Given problem:
Count the lines in the items below that contain the string "tree", and give only that number. Case counts.

Exercise data:
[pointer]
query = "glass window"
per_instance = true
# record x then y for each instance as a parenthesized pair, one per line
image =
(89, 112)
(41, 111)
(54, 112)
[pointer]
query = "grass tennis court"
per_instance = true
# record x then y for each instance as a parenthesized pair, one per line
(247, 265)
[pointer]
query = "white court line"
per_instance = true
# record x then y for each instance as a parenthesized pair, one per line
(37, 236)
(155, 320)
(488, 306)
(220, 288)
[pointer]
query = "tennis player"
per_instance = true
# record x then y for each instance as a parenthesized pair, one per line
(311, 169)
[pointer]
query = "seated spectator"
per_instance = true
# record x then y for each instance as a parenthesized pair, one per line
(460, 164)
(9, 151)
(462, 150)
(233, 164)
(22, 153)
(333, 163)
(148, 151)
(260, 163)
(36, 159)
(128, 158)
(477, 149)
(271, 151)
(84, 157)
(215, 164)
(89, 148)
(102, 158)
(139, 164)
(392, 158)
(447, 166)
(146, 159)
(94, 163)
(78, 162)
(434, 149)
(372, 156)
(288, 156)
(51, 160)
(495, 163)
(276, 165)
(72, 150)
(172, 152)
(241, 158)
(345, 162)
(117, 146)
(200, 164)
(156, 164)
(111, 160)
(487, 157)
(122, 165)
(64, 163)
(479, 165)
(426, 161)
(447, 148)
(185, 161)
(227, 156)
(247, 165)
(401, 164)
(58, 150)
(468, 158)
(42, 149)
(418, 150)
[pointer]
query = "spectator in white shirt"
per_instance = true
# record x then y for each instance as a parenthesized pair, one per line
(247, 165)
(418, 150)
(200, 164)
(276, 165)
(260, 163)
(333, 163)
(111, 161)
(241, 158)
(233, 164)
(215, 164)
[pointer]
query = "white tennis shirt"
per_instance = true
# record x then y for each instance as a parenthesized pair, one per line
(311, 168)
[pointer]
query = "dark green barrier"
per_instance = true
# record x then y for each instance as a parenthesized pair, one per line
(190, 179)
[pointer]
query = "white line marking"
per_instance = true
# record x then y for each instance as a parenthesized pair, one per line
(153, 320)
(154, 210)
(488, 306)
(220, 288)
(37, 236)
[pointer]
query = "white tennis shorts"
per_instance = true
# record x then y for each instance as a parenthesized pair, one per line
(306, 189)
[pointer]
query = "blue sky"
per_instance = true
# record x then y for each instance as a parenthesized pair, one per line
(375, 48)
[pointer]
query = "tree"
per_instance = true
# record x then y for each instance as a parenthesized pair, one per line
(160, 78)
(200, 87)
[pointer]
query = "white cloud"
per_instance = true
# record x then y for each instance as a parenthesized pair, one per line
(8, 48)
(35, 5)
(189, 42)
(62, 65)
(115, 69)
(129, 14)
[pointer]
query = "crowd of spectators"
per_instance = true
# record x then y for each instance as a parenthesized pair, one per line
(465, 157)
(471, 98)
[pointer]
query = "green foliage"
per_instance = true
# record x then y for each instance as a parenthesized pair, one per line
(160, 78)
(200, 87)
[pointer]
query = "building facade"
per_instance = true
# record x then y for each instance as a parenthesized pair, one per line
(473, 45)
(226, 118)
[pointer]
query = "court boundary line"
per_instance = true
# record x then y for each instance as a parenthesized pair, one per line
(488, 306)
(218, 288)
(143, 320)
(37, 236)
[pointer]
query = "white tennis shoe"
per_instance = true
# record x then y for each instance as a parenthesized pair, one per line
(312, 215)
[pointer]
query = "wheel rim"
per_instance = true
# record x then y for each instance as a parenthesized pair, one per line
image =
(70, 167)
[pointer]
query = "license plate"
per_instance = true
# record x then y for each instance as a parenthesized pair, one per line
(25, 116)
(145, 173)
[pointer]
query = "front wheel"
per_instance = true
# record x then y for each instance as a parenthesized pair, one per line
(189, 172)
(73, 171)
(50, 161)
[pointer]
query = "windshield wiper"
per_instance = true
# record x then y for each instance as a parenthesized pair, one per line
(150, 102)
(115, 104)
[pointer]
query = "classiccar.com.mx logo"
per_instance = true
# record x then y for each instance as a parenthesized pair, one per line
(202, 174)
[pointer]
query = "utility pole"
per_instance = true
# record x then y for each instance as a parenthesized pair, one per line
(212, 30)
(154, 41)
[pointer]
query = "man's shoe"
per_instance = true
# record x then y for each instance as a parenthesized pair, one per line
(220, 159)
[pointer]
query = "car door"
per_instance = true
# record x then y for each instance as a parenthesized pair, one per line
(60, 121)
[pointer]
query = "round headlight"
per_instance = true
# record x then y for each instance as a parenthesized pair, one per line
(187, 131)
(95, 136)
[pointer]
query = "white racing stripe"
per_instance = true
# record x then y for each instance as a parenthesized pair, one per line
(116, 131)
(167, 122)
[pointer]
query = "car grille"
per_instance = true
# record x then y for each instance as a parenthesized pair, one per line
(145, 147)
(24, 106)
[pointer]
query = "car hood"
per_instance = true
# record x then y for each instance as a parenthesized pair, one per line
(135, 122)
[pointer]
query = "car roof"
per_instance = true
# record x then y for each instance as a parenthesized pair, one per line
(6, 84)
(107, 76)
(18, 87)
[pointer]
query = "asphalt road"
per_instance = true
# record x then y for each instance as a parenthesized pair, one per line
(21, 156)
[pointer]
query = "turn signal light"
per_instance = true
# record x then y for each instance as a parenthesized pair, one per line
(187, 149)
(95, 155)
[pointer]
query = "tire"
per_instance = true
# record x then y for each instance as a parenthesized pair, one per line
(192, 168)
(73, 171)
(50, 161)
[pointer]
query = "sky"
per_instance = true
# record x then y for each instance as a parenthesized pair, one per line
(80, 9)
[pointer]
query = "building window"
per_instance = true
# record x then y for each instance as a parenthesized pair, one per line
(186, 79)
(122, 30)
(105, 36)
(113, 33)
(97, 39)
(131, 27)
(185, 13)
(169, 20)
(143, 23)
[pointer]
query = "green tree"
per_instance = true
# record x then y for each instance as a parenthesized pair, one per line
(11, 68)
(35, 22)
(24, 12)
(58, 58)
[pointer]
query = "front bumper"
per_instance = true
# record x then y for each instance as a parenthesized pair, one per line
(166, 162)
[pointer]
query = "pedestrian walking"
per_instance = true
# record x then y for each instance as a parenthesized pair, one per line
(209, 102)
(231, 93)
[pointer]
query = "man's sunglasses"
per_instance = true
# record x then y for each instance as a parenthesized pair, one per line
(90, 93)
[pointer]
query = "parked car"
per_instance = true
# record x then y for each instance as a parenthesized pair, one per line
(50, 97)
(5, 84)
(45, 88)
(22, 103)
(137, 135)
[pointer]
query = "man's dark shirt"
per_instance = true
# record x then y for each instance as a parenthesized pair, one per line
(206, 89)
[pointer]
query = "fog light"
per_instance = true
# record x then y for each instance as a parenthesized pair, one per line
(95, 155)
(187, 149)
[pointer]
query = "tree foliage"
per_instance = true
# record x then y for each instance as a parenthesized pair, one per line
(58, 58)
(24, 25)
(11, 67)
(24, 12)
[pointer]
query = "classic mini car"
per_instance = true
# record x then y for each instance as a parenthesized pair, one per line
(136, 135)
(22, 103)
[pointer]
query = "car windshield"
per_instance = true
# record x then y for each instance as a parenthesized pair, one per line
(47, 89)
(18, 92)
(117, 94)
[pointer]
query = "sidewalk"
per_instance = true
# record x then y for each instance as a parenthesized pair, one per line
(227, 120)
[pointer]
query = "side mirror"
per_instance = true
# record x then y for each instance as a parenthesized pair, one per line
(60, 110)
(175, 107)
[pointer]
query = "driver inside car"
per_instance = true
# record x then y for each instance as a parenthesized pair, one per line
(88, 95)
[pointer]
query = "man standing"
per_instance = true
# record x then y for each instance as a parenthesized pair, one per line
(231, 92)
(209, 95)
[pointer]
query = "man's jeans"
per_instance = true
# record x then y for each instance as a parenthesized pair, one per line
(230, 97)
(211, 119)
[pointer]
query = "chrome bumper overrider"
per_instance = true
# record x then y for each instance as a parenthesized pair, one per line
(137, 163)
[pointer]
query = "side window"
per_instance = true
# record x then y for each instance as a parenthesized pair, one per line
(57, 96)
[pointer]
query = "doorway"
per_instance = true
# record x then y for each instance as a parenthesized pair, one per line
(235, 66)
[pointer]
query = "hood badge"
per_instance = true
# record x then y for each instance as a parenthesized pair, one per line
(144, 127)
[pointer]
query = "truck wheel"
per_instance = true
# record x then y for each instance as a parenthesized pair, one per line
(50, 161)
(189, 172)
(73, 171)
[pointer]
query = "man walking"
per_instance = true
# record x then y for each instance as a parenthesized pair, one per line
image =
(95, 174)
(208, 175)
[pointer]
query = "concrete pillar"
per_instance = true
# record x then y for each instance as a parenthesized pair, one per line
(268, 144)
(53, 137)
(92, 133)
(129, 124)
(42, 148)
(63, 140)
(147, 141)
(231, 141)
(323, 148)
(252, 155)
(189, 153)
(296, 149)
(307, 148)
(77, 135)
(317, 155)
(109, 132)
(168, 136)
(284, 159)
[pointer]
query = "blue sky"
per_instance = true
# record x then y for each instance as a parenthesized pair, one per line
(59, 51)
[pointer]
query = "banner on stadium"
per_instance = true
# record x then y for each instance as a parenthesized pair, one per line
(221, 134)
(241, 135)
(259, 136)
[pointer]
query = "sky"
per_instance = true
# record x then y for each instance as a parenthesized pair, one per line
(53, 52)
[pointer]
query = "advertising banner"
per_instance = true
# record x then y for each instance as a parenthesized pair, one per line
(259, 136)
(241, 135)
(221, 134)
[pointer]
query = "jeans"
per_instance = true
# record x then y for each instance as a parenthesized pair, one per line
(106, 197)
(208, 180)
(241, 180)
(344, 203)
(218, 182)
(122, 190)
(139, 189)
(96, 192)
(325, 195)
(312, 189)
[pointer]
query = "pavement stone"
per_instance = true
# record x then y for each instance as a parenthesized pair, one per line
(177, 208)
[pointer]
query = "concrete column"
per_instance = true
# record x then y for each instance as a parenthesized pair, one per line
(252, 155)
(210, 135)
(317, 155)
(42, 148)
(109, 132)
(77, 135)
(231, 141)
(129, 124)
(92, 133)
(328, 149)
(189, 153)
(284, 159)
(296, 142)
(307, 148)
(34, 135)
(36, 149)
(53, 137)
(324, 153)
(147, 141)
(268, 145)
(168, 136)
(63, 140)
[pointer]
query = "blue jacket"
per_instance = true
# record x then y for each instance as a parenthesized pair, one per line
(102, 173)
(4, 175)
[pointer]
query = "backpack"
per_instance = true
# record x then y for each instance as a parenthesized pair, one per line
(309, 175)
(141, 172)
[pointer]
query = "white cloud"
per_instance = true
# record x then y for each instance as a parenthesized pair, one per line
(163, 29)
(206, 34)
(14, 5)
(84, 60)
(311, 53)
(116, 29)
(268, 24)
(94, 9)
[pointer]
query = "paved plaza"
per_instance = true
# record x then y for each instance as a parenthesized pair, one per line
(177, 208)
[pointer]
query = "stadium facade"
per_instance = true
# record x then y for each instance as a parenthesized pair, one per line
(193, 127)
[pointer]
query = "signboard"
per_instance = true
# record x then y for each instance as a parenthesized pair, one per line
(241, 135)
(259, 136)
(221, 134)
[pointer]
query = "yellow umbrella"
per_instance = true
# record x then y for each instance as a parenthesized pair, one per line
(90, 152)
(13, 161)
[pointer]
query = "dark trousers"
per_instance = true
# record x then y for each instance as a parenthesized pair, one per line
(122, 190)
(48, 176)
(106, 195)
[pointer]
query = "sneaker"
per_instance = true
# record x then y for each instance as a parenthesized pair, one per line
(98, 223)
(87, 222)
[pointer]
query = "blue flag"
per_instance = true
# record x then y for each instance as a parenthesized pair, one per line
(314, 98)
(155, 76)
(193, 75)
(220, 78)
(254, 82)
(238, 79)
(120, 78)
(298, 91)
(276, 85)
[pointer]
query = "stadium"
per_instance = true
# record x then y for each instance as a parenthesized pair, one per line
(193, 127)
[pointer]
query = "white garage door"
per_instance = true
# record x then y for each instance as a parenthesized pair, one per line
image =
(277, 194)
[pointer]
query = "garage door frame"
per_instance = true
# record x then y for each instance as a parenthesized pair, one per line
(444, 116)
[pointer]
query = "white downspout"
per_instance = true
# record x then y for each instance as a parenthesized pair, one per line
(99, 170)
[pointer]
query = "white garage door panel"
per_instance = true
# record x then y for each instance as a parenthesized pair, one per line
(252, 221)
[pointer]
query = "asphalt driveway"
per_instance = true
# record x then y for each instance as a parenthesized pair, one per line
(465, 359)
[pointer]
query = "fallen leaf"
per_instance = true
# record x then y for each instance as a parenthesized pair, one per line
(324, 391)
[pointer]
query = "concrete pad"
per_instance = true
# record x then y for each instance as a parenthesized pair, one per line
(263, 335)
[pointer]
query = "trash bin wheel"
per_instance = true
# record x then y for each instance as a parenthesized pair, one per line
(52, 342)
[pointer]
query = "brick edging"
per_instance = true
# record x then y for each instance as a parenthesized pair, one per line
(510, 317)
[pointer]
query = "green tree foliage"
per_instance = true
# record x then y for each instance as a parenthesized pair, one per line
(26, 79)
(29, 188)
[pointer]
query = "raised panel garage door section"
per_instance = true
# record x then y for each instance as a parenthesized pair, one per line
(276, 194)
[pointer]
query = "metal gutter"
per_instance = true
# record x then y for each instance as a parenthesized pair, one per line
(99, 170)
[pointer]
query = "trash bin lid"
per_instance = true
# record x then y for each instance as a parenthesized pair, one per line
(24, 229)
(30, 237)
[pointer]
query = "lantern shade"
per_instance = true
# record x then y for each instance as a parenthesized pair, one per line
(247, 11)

Task solution:
4